Source extract:
= = =

Sanjeev Dutta: ‘A screenwriter may or may not help society but can destroy it’
The screenwriter of such popular films as Barfi and Life in a Metro talks about his professional journey, his collaborations, why he thinks writers can destroy society, and being influenced by Woody Allen
How did you become a screenwriter?
My childhood was good. I was born and brought up in Delhi. I was a science student and soon realized it’s not in me – you either have it or you don’t and I didn’t have it. My brothers had it but I didn’t. At the same time, I realized that although I was not good at science, I was very good at cooking up stories. That’s probably because, as a kid, I read a lot of literature. There was a public library near my house and right since the sixth or seventh standard, I used to go there a lot. There was a children’s section and then there was an adult section. The children’s section would always be crowded and I don’t like crowds so I used to go to the adult section. There, I read plenty of books without even knowing who the authors were. Later, I realized that some of those books were written by stalwarts of literature.

= = =

Coordinate labeling data:

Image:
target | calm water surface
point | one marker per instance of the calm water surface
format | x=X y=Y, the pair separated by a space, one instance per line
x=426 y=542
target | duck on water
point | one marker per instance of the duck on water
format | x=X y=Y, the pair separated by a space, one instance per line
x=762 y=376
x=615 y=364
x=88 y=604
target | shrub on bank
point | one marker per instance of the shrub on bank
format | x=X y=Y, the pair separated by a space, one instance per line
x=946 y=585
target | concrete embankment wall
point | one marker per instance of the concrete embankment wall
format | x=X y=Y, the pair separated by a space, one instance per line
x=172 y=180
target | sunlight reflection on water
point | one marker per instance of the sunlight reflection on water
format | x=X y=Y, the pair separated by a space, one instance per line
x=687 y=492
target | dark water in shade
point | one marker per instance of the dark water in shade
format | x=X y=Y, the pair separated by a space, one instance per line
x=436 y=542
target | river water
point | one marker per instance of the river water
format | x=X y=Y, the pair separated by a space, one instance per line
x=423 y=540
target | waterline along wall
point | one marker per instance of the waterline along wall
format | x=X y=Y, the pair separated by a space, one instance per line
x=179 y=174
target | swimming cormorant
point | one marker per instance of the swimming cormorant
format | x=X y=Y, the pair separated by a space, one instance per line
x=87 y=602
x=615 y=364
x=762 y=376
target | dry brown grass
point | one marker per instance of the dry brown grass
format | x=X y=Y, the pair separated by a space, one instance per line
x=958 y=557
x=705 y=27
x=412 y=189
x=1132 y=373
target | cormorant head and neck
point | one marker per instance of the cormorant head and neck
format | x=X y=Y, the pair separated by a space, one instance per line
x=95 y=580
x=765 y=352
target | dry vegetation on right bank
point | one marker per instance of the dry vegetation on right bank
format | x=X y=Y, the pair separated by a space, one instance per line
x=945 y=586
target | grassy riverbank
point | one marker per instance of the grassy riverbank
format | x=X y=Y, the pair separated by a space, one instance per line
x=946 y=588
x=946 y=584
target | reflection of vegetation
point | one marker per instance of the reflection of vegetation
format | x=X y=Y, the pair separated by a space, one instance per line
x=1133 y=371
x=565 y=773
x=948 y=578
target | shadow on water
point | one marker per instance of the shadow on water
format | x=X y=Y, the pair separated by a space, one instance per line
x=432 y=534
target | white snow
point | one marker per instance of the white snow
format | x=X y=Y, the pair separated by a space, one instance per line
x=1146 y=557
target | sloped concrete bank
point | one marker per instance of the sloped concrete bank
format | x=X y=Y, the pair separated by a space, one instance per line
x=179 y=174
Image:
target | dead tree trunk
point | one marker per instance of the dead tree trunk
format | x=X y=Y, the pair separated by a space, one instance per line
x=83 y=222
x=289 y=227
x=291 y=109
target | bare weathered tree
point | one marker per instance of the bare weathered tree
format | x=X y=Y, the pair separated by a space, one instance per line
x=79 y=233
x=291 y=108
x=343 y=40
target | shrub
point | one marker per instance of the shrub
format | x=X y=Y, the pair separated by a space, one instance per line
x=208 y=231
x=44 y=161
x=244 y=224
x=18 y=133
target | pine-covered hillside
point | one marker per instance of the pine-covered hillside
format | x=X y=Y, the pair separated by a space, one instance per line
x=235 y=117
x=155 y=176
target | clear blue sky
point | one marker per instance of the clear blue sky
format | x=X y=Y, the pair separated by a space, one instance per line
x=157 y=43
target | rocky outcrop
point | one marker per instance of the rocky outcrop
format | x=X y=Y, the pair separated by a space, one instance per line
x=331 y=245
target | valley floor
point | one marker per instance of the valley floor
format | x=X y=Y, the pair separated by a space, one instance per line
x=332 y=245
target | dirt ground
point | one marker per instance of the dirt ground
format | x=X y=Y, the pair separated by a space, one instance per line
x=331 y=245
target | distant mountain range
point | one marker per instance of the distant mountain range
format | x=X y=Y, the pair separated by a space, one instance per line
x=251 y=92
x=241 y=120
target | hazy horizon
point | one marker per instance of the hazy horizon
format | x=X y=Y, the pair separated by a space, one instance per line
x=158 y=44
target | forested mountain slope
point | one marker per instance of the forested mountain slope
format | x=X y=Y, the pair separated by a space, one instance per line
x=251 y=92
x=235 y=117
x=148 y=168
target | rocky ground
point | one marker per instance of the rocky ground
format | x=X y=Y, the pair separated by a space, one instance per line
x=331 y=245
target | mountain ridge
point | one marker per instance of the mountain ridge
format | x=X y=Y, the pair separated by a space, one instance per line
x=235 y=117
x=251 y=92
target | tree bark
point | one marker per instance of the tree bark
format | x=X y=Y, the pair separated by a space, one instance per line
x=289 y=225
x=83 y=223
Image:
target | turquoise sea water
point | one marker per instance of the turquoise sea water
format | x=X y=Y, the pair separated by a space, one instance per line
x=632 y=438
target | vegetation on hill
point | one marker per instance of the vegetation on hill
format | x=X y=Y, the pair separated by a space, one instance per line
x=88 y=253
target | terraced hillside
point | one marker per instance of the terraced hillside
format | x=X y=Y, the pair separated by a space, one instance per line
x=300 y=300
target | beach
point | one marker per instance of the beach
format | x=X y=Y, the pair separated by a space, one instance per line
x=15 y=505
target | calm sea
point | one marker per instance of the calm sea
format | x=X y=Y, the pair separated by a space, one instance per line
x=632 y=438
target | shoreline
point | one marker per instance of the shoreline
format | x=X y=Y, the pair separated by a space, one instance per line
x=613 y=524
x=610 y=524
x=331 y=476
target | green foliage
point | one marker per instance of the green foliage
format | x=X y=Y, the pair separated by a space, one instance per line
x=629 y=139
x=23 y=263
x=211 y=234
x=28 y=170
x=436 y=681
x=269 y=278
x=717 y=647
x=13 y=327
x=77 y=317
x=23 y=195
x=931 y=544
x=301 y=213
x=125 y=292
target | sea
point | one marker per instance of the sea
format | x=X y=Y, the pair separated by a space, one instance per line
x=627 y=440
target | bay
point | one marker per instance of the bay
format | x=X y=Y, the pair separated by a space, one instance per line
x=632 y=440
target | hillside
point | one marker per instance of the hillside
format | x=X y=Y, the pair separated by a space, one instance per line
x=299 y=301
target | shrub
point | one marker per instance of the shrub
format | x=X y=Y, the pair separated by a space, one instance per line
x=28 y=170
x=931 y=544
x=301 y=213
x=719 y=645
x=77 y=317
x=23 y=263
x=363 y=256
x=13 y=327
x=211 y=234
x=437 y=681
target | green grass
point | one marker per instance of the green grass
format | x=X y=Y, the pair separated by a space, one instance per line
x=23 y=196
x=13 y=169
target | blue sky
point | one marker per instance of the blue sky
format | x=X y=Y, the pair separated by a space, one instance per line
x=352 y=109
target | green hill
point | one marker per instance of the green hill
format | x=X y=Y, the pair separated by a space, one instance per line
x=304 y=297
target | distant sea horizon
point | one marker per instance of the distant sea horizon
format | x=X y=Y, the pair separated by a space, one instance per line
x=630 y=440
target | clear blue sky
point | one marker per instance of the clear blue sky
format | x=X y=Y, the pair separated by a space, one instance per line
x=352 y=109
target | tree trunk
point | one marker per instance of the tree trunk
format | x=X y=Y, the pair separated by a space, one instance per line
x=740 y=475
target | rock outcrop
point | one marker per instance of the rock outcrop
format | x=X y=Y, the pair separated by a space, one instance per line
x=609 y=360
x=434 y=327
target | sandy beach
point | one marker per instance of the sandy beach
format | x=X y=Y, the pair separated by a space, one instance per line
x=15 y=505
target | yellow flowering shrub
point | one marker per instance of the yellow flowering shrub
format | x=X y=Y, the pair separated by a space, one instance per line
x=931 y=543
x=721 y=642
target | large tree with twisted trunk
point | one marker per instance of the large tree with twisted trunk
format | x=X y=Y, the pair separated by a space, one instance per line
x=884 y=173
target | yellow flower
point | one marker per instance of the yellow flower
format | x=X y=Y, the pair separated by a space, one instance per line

= = =

To do:
1/ According to the interview, in which city was Sanjeev Dutta born and brought up?
2/ Please rewrite the stretch of the interview from "Sanjeev Dutta: ‘A" through "become a screenwriter?", changing "screenwriter" to "scriptwriter".
3/ Continue the interview with Sanjeev Dutta, starting right after its last sentence.
The coordinate labeling data is separate material and does not belong to the interview.

Task-by-task answers:
1/ Delhi.

2/
Sanjeev Dutta: ‘A scriptwriter may or may not help society but can destroy it’
The scriptwriter of such popular films as Barfi and Life in a Metro talks about his professional journey, his collaborations, why he thinks writers can destroy society, and being influenced by Woody Allen
How did you become a scriptwriter?

3/
The good thing was that when I read those books, my judgment was not clouded by the “bigness” of the author. I didn’t like those books because I was supposed to like them; I genuinely liked them. This gave me a great faculty to differentiate between good and bad writing. Then, at college, the only place where I could smoke was the auditorium. So I went to the auditorium and became part of a group. Within three months, I became a star of the Delhi University performance circle. At that time, I was mostly known as an actor and I enjoyed it. I was also very fortunate. Very soon, I got accepted by one of Delhi’s top theatre groups. All the stalwarts of NSD and the Delhi theatre circle were in the group with me – people like Devendra Raj Ankur, Kirti Jain, Rajendra Gupta, Virendra Saxena, Manoj Pahwa, Seema Pahwa and many others. The very next year, around 1984-85, at the age of 18, after doing just one year of college, I dropped out and joined NSD.
What role did NSD play in your development as a writer?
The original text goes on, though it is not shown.